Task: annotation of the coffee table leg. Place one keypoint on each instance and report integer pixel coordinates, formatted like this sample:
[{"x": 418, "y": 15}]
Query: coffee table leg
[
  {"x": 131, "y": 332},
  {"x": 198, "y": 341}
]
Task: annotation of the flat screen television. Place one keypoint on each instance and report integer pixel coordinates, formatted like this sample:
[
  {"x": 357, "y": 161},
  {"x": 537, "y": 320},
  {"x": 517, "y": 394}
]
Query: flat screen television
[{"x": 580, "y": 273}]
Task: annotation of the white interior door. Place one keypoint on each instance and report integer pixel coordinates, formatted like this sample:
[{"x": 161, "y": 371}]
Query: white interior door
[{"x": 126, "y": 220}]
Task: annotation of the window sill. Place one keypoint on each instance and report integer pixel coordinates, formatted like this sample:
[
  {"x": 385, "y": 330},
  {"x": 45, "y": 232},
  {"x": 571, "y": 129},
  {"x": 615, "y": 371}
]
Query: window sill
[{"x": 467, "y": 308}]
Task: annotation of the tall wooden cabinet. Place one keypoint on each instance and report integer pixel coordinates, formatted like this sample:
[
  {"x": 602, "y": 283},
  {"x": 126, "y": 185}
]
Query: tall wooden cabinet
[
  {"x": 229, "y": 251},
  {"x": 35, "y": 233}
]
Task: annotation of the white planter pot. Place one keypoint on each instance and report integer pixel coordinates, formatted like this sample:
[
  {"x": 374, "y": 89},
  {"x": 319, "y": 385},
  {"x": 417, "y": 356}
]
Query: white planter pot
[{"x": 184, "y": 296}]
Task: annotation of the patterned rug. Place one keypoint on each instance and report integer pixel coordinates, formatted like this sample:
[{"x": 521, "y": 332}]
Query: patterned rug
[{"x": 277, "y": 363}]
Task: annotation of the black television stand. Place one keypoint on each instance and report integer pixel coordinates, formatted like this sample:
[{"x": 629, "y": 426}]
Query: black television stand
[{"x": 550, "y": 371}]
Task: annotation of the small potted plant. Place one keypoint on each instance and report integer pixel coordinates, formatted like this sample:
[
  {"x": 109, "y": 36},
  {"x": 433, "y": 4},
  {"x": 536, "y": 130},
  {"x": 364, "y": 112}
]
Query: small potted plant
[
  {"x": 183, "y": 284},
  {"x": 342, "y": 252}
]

-------

» **What the task asks**: Copy out word for word every line of the items above, from the line containing "Task: annotation of the black" through the end of the items, including both of those ends.

» **Right answer**:
Task: annotation of the black television stand. Place one keypoint on each instance and report integer pixel coordinates, formatted like this sample:
[{"x": 629, "y": 426}]
Query: black television stand
[{"x": 550, "y": 371}]
Task: annotation of the small potted plant. Place one keypoint on each instance and report integer pixel coordinates, formatted like this sample:
[
  {"x": 109, "y": 36},
  {"x": 433, "y": 4},
  {"x": 536, "y": 130},
  {"x": 364, "y": 112}
]
Query: small potted plant
[
  {"x": 183, "y": 284},
  {"x": 342, "y": 252}
]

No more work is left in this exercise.